— BEGIN DATA ROWS —
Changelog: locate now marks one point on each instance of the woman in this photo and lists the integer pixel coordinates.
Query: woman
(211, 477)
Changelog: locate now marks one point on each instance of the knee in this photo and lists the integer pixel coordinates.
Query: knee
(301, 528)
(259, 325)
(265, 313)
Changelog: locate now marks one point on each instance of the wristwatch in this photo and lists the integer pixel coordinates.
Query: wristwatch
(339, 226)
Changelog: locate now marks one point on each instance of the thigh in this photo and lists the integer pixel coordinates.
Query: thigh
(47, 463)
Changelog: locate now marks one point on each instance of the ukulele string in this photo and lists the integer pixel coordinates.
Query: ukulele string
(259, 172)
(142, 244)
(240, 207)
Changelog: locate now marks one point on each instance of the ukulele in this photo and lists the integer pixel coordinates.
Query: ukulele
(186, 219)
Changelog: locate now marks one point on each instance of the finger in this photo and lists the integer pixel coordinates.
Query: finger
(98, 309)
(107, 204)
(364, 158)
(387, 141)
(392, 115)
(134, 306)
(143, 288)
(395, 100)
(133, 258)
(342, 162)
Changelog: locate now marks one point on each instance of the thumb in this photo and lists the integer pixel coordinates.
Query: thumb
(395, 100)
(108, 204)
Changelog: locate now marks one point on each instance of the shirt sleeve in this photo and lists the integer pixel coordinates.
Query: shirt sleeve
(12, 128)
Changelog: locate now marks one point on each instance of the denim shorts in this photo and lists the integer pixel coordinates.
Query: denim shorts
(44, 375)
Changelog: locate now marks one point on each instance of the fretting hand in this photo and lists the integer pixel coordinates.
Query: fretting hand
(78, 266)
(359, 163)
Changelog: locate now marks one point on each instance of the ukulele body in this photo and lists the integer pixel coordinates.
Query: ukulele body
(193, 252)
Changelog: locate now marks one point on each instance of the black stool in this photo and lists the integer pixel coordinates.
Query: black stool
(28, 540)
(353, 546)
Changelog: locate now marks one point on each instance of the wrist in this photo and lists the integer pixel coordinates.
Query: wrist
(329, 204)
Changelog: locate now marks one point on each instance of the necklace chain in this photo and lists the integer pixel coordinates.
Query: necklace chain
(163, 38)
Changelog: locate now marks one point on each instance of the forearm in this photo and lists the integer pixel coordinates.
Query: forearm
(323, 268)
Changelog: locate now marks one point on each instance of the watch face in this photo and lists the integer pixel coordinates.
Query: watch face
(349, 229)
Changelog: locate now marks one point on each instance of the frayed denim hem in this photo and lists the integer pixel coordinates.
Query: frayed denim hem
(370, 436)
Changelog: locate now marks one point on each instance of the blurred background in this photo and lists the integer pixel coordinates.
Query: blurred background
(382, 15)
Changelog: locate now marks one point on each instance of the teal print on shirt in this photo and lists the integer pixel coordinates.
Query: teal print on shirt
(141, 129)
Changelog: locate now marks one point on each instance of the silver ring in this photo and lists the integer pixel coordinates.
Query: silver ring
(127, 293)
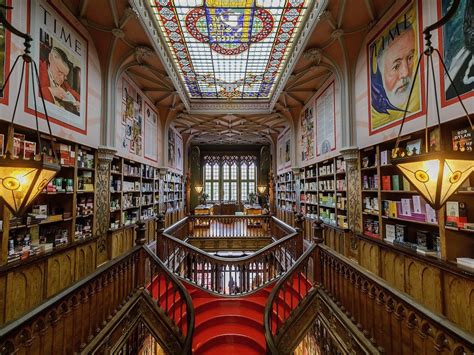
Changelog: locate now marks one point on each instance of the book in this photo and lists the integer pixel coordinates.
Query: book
(406, 206)
(413, 147)
(452, 214)
(395, 182)
(390, 232)
(417, 204)
(384, 157)
(430, 214)
(406, 184)
(386, 182)
(435, 140)
(29, 150)
(462, 140)
(400, 232)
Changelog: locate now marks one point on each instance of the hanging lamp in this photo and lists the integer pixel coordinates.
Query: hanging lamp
(436, 175)
(21, 180)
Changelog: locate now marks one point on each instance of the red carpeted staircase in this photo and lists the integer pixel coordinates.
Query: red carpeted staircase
(228, 325)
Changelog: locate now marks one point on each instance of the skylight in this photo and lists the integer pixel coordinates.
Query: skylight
(229, 49)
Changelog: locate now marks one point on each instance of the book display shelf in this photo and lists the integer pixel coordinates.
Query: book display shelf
(173, 197)
(394, 211)
(323, 192)
(286, 197)
(132, 193)
(63, 213)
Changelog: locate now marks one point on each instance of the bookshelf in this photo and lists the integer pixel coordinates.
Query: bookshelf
(63, 213)
(286, 197)
(318, 192)
(323, 192)
(172, 192)
(396, 213)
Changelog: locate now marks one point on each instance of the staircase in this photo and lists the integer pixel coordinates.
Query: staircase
(230, 325)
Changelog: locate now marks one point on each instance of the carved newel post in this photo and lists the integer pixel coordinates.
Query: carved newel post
(354, 203)
(102, 199)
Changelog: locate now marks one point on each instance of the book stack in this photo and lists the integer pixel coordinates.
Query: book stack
(67, 155)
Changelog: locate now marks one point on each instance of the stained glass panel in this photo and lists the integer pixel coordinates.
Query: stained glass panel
(229, 49)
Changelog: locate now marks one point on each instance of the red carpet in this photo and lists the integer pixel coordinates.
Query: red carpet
(224, 325)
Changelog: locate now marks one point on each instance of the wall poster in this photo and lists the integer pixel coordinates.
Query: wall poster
(61, 53)
(284, 150)
(132, 118)
(392, 57)
(457, 49)
(5, 37)
(151, 133)
(179, 152)
(326, 120)
(171, 148)
(307, 134)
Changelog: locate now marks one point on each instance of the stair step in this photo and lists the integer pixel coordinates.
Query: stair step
(229, 344)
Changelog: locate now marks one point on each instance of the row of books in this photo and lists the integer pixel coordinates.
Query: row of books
(414, 209)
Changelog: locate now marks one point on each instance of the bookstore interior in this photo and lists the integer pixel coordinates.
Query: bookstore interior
(240, 177)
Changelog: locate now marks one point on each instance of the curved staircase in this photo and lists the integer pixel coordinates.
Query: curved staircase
(228, 325)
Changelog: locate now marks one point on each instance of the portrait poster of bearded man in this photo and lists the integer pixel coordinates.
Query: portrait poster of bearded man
(393, 55)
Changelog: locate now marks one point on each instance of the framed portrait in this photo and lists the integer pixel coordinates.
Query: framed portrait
(457, 48)
(392, 57)
(62, 56)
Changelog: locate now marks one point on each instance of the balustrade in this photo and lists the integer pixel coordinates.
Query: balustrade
(69, 321)
(386, 316)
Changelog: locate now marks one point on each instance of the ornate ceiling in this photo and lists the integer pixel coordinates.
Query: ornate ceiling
(125, 44)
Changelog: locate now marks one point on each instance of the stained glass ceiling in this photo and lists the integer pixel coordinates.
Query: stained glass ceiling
(229, 49)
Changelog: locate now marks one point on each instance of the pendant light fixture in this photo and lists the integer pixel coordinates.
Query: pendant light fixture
(21, 180)
(436, 175)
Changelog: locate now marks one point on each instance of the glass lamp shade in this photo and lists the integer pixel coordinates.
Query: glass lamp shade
(436, 176)
(22, 180)
(198, 189)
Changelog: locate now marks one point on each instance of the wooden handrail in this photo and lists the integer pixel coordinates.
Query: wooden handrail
(67, 322)
(387, 316)
(289, 292)
(231, 276)
(187, 328)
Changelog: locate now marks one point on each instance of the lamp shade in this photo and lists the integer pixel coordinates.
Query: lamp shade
(22, 180)
(436, 176)
(262, 189)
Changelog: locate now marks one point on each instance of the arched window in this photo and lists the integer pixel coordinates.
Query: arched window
(229, 181)
(211, 181)
(248, 178)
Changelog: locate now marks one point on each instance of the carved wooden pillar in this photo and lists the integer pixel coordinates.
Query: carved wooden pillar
(271, 193)
(102, 200)
(354, 203)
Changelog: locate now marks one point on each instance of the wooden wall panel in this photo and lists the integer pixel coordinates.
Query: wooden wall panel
(423, 283)
(459, 293)
(24, 290)
(393, 266)
(61, 272)
(369, 257)
(85, 260)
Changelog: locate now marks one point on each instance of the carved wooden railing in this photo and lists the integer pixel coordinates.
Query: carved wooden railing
(287, 297)
(388, 318)
(230, 276)
(69, 321)
(229, 227)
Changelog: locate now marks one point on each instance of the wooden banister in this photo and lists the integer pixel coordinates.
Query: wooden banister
(291, 290)
(67, 322)
(231, 276)
(388, 317)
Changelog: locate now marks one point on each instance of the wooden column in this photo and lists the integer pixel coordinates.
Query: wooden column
(102, 200)
(354, 201)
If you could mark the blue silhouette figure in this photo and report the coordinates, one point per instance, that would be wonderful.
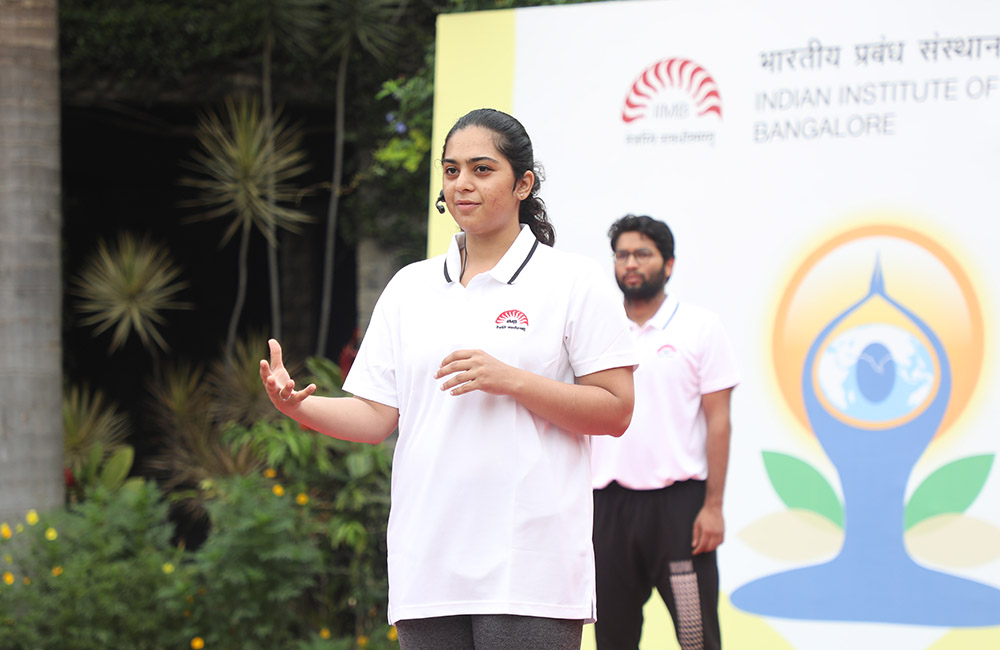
(874, 443)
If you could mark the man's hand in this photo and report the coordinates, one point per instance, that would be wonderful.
(708, 532)
(279, 385)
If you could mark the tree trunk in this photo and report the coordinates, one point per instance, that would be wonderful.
(376, 266)
(326, 298)
(272, 239)
(31, 435)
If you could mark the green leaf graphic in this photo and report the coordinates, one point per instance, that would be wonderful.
(950, 489)
(799, 485)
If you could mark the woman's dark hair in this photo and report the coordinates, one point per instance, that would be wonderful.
(512, 141)
(658, 231)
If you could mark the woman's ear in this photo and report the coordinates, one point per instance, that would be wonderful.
(522, 189)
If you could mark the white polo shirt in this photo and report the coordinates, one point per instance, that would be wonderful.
(491, 506)
(684, 354)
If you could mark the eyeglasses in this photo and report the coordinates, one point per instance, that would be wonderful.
(641, 255)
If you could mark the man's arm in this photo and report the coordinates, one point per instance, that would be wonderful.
(709, 527)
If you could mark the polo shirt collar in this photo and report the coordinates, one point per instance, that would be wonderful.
(663, 315)
(506, 270)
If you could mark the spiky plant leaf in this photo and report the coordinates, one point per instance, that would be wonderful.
(192, 449)
(92, 426)
(235, 164)
(128, 286)
(234, 384)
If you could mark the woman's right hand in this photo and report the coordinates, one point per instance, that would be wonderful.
(279, 385)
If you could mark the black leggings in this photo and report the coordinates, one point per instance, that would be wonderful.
(642, 539)
(489, 632)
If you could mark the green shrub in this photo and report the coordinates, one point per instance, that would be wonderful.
(94, 576)
(247, 585)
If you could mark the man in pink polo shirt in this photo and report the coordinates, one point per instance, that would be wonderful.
(658, 489)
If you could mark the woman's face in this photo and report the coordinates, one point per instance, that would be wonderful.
(479, 186)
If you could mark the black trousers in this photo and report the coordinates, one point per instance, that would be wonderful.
(642, 539)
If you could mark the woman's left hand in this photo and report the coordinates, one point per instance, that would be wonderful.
(475, 370)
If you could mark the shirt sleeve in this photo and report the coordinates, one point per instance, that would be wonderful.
(717, 368)
(597, 334)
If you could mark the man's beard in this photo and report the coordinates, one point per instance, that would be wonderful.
(649, 289)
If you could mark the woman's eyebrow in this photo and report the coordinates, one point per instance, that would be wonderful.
(471, 160)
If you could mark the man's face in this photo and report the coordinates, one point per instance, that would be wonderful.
(640, 269)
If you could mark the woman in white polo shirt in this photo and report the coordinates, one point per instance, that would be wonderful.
(496, 361)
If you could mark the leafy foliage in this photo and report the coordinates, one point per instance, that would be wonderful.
(251, 575)
(92, 577)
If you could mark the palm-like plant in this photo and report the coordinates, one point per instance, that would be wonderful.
(244, 169)
(372, 24)
(193, 450)
(234, 384)
(94, 430)
(128, 286)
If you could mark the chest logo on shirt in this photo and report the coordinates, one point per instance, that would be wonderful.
(512, 319)
(666, 351)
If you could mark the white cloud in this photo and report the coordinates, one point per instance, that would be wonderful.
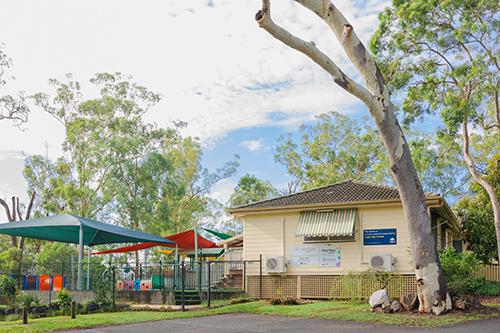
— END DATA ROWS —
Copy the data word for word from the line that contains "If you could mark the man's face" through the end of the data, leaving out any pictures.

If you could mark the man's face in this photo and report the coordinates, one point per instance, that would be wonderful.
(640, 269)
If you could mark the woman in white polo shirt in this photo and report the coordinates, one point per instance, that would be wonderful.
(496, 361)
If you could mark the leafy foliage in this photo and report the coordinates, one point per instance, that would be wonderful.
(251, 575)
(92, 577)
If you could mark the palm-like plant in this photo and report the coordinates, one point per instance, that would be wonderful.
(244, 169)
(372, 24)
(193, 450)
(234, 384)
(94, 430)
(128, 286)
If you could mark the chest logo on shirt in this photo and report the coordinates, one point per instance, that would be wonderful.
(512, 319)
(666, 351)
If you could mark the white cloud in this photo and report the coordinates, one point per instance, that would be wonderful.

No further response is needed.